● **Written problem**: Report each line in the records below that contains the word "roof".

───── Data entries ─────

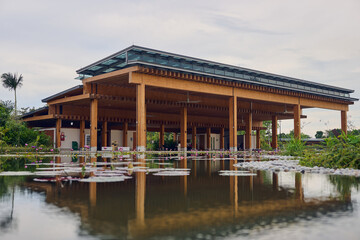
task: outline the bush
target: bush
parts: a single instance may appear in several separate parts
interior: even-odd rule
[[[300,160],[303,166],[360,169],[360,136],[342,133],[325,139],[322,150],[308,150]]]
[[[305,150],[305,142],[301,139],[291,138],[291,140],[283,145],[283,155],[303,156]]]

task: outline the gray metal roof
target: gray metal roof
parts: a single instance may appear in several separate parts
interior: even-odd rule
[[[72,92],[72,91],[74,91],[74,90],[76,90],[76,89],[82,89],[82,88],[83,88],[83,85],[77,85],[77,86],[75,86],[75,87],[72,87],[72,88],[66,89],[66,90],[64,90],[64,91],[62,91],[62,92],[56,93],[56,94],[54,94],[54,95],[51,95],[50,97],[44,98],[44,99],[42,99],[41,101],[42,101],[42,102],[48,102],[48,101],[53,100],[54,98],[60,97],[61,95],[64,95],[64,94],[69,93],[69,92]]]
[[[354,92],[354,90],[351,89],[217,63],[135,45],[83,67],[77,70],[77,73],[79,74],[79,79],[83,79],[133,65],[169,69],[178,72],[220,78],[228,81],[240,81],[259,86],[332,97],[346,101],[358,100],[350,97],[350,93]]]

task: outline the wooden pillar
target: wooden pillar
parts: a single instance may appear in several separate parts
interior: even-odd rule
[[[80,148],[85,146],[85,120],[80,120]]]
[[[271,127],[272,127],[271,147],[274,148],[274,149],[278,148],[278,144],[277,144],[277,120],[278,120],[278,117],[276,115],[272,116],[272,121],[271,121]]]
[[[229,143],[230,151],[237,151],[237,97],[229,99]]]
[[[136,147],[137,151],[146,150],[146,109],[145,84],[136,85]]]
[[[90,150],[97,150],[97,120],[98,120],[98,99],[91,99],[90,102]]]
[[[341,131],[347,134],[347,112],[341,111]]]
[[[187,147],[187,107],[181,109],[180,117],[180,147],[182,151],[186,151]]]
[[[220,149],[221,150],[224,150],[224,145],[225,145],[224,135],[225,135],[225,128],[222,127],[220,129]]]
[[[207,150],[211,150],[211,128],[206,128],[206,143],[207,143]]]
[[[300,131],[300,105],[297,104],[294,106],[294,138],[300,139],[301,138],[301,131]]]
[[[252,149],[251,132],[252,132],[252,113],[246,115],[246,133],[245,133],[245,149]]]
[[[164,146],[165,144],[165,125],[161,124],[160,125],[160,138],[159,138],[159,147],[160,149]]]
[[[101,130],[101,142],[103,147],[107,147],[107,136],[108,136],[108,129],[107,129],[107,122],[103,122],[103,127]]]
[[[61,147],[60,134],[61,134],[61,119],[58,118],[56,119],[56,148]]]
[[[196,126],[193,126],[191,132],[191,145],[192,145],[192,149],[196,149]]]
[[[256,130],[256,148],[261,148],[260,129]]]
[[[129,130],[129,124],[127,122],[124,122],[124,128],[123,128],[123,147],[127,147],[127,136],[128,136],[128,130]]]

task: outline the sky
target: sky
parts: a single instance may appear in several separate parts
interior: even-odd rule
[[[76,70],[140,45],[355,90],[359,0],[0,0],[0,74],[21,73],[18,107],[81,84]],[[14,93],[0,86],[0,100]],[[302,132],[340,128],[340,112],[308,109]],[[348,112],[360,128],[360,105]],[[281,131],[293,121],[281,121]]]

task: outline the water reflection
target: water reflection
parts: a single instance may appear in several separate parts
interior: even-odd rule
[[[25,169],[21,164],[33,160],[16,161],[17,164],[6,163],[2,169]],[[50,161],[60,164],[73,159],[42,159],[42,162]],[[99,161],[109,163],[103,165],[109,169],[112,162],[120,160],[78,158],[79,166],[89,162],[94,169],[94,163]],[[135,156],[132,161],[137,166],[156,168],[165,167],[157,163],[170,163],[175,168],[191,168],[191,174],[173,177],[133,171],[132,179],[116,183],[63,182],[60,178],[52,183],[34,182],[34,177],[0,177],[1,204],[6,205],[2,209],[7,210],[6,214],[1,211],[1,229],[11,229],[14,216],[20,220],[23,217],[21,212],[16,212],[15,195],[28,200],[33,194],[44,194],[44,200],[39,201],[79,216],[79,232],[117,239],[247,236],[259,229],[289,227],[302,220],[321,222],[329,214],[351,214],[353,201],[360,200],[352,199],[351,194],[357,192],[359,178],[318,175],[315,181],[311,174],[265,171],[256,171],[256,176],[220,176],[219,170],[238,170],[234,164],[243,159],[236,157],[215,160],[182,157],[166,161]],[[306,190],[316,184],[326,185],[331,191],[320,191],[316,197],[307,195]],[[56,217],[56,211],[47,213],[49,218]],[[44,223],[46,220],[45,217]],[[11,231],[15,234],[22,229]],[[44,239],[48,239],[51,232],[44,231]],[[359,233],[357,229],[352,231]]]

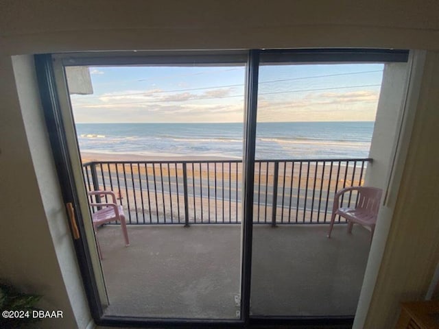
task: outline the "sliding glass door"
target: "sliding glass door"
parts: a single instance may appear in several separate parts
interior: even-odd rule
[[[239,319],[246,57],[154,60],[59,67],[104,315]]]
[[[254,163],[251,313],[353,316],[370,232],[346,234],[336,191],[363,184],[383,64],[261,57]],[[342,198],[354,207],[355,192]]]
[[[383,63],[407,52],[36,58],[97,322],[353,317],[372,232],[346,233],[335,193],[365,184]]]

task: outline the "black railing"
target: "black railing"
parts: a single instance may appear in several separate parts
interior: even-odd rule
[[[256,160],[253,222],[327,223],[335,192],[361,185],[371,161]],[[83,173],[88,191],[116,193],[130,224],[241,223],[241,160],[90,162]],[[355,192],[345,197],[344,206],[357,202]]]

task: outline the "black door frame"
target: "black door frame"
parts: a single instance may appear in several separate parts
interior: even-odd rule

─────

● **Answer to this exercise**:
task: outline the gray metal roof
target: gray metal roof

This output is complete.